=== Begin Enclosure ===

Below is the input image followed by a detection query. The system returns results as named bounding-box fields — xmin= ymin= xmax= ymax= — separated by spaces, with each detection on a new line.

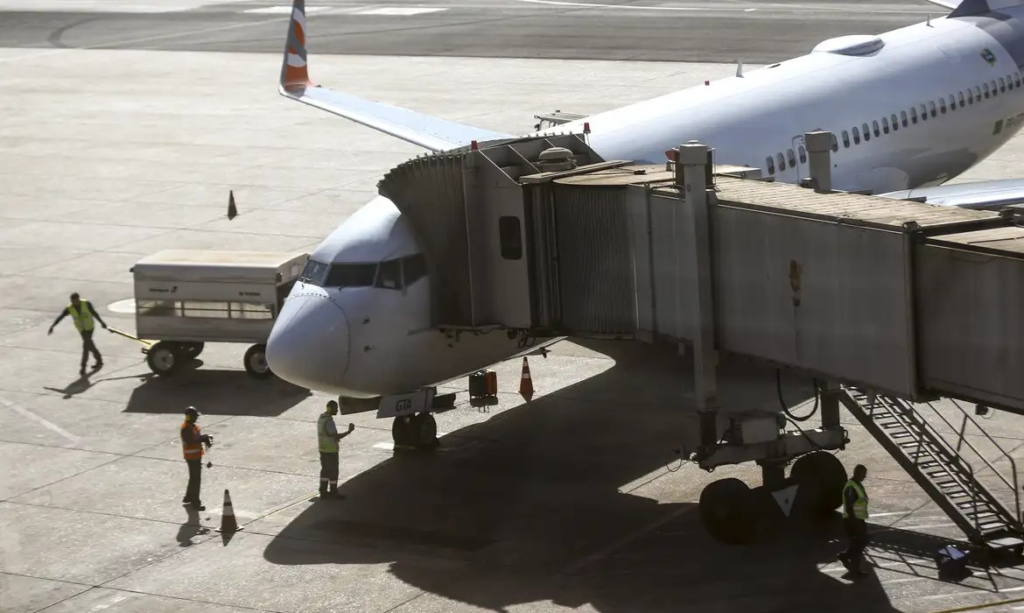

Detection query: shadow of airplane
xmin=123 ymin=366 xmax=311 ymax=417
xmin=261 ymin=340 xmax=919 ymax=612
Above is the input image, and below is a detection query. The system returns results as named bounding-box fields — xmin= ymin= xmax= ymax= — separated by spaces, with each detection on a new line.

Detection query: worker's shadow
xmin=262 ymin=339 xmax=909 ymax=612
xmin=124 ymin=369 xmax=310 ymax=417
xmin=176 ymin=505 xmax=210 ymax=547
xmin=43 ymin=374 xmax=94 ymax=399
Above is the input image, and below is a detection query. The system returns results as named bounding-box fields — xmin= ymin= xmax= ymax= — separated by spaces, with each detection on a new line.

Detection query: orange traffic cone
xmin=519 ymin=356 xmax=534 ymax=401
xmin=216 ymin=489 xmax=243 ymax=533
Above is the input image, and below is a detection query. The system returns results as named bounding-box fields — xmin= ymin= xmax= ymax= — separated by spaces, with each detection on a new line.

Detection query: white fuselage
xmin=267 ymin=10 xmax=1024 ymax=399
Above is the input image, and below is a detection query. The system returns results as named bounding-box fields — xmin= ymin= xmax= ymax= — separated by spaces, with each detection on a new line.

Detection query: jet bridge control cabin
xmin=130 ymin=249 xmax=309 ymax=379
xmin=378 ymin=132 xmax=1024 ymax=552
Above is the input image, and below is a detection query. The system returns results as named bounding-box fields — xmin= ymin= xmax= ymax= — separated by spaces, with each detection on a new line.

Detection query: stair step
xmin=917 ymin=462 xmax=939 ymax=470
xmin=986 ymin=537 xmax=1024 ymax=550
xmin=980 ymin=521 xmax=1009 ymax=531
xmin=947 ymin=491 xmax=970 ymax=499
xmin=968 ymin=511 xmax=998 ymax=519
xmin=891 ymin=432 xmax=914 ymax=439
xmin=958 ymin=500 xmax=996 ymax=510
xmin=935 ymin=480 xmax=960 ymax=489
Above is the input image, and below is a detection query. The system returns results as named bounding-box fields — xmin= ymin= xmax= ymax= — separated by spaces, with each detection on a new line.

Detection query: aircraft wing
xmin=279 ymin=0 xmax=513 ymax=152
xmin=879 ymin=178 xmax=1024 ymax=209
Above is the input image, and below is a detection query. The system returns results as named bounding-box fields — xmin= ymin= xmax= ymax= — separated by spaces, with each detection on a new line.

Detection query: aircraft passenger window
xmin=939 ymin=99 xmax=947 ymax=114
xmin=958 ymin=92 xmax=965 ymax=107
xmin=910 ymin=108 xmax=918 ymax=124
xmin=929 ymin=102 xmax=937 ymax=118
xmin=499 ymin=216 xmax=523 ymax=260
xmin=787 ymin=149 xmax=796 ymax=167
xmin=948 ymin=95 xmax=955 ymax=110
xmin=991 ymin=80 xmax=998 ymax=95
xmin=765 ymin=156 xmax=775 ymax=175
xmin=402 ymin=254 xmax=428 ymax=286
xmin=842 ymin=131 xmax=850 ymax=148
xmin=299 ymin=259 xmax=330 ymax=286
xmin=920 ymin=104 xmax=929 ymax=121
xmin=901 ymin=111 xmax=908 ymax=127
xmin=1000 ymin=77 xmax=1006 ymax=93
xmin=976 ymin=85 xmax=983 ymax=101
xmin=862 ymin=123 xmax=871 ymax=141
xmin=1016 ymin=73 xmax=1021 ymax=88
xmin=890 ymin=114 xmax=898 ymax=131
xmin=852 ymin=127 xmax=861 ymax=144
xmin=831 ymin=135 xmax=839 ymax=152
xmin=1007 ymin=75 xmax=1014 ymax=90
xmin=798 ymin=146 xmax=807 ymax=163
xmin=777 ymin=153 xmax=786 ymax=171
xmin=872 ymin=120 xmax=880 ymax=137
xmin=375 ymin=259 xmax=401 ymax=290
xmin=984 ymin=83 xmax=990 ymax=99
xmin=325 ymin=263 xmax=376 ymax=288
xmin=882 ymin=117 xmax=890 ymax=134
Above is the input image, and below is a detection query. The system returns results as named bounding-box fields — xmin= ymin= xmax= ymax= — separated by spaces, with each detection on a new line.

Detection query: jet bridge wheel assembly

=== End Enclosure ===

Work required »
Retype the records exactly. Any image in them should not appear in what you write.

Completed task »
Below is the input image followed by a detection query. The system returns results as named bounding-box fields — xmin= ymin= xmax= ymax= — separated by spaces, with each detection on a new line.


Detection query: shadow of airplane
xmin=123 ymin=366 xmax=311 ymax=417
xmin=261 ymin=340 xmax=919 ymax=612
Above is the input image, and below is a detection query. The system returns results as named bounding-box fields — xmin= ymin= xmax= ymax= — separated by spaces, with each detection on a new line.

Detection query: worker's shadow
xmin=262 ymin=339 xmax=909 ymax=612
xmin=124 ymin=369 xmax=310 ymax=417
xmin=176 ymin=505 xmax=210 ymax=547
xmin=43 ymin=374 xmax=94 ymax=399
Above is the input image, and below is a detection query. The system returns results as named bounding-box fields — xmin= ymin= xmax= ymax= — separated by spaces, with each detection on a new line.

Detection query: orange traffic cone
xmin=519 ymin=356 xmax=534 ymax=401
xmin=216 ymin=489 xmax=243 ymax=533
Above is the input image, and below is a detection query. The system returns results as named bounding-box fields — xmin= ymin= xmax= ymax= — separated by spaces, with each detection on a new line.

Detection query: white fuselage
xmin=267 ymin=10 xmax=1024 ymax=399
Above is the input image, and below is a detection query. The system returns results as named bounding-box fields — xmin= ymin= xmax= ymax= — separated by spaces, with each detection on a new line.

Detection query: jet bridge control cabin
xmin=130 ymin=249 xmax=309 ymax=379
xmin=378 ymin=132 xmax=1024 ymax=552
Above is the input image, and below is a detection query. The system returns results as named bounding-box fields — xmin= ymin= xmax= ymax= — separated by spaces, with each detection on a new line.

Detection query: stair step
xmin=917 ymin=462 xmax=939 ymax=470
xmin=986 ymin=537 xmax=1024 ymax=550
xmin=980 ymin=521 xmax=1009 ymax=531
xmin=947 ymin=491 xmax=970 ymax=499
xmin=968 ymin=511 xmax=998 ymax=519
xmin=891 ymin=432 xmax=914 ymax=439
xmin=958 ymin=500 xmax=996 ymax=510
xmin=935 ymin=480 xmax=960 ymax=489
Above is the input image, and below is a detection query. The system returns results as named bounding-box fields — xmin= ymin= xmax= ymax= — separated by spaces, with each detection on a new line.

Detection query: aircraft wing
xmin=279 ymin=0 xmax=513 ymax=152
xmin=879 ymin=178 xmax=1024 ymax=209
Above is the input image, and below is a detection query. The system returns results as named bounding-box fields — xmin= ymin= xmax= ymax= — separated by spaces, with each detection on a new line.

Detection query: aircraft passenger window
xmin=939 ymin=99 xmax=947 ymax=114
xmin=958 ymin=92 xmax=965 ymax=107
xmin=910 ymin=108 xmax=918 ymax=124
xmin=929 ymin=102 xmax=937 ymax=118
xmin=499 ymin=216 xmax=523 ymax=260
xmin=787 ymin=149 xmax=796 ymax=167
xmin=948 ymin=95 xmax=955 ymax=110
xmin=991 ymin=80 xmax=998 ymax=95
xmin=765 ymin=156 xmax=775 ymax=175
xmin=402 ymin=254 xmax=428 ymax=286
xmin=842 ymin=131 xmax=850 ymax=148
xmin=299 ymin=259 xmax=330 ymax=286
xmin=920 ymin=104 xmax=929 ymax=121
xmin=901 ymin=111 xmax=908 ymax=127
xmin=1000 ymin=77 xmax=1006 ymax=93
xmin=976 ymin=85 xmax=983 ymax=101
xmin=862 ymin=123 xmax=871 ymax=141
xmin=1016 ymin=73 xmax=1021 ymax=88
xmin=890 ymin=114 xmax=898 ymax=131
xmin=852 ymin=127 xmax=861 ymax=144
xmin=831 ymin=135 xmax=839 ymax=152
xmin=1007 ymin=75 xmax=1014 ymax=90
xmin=798 ymin=146 xmax=807 ymax=163
xmin=777 ymin=153 xmax=786 ymax=171
xmin=872 ymin=120 xmax=880 ymax=137
xmin=375 ymin=259 xmax=401 ymax=290
xmin=984 ymin=83 xmax=990 ymax=99
xmin=325 ymin=263 xmax=376 ymax=288
xmin=882 ymin=117 xmax=890 ymax=134
Above is the input image, and below is a detection query. The system returns results as named bounding-box fields — xmin= ymin= xmax= ymax= — separated by spaces, with each detection on a new line.

Detection query: jet bridge wheel assembly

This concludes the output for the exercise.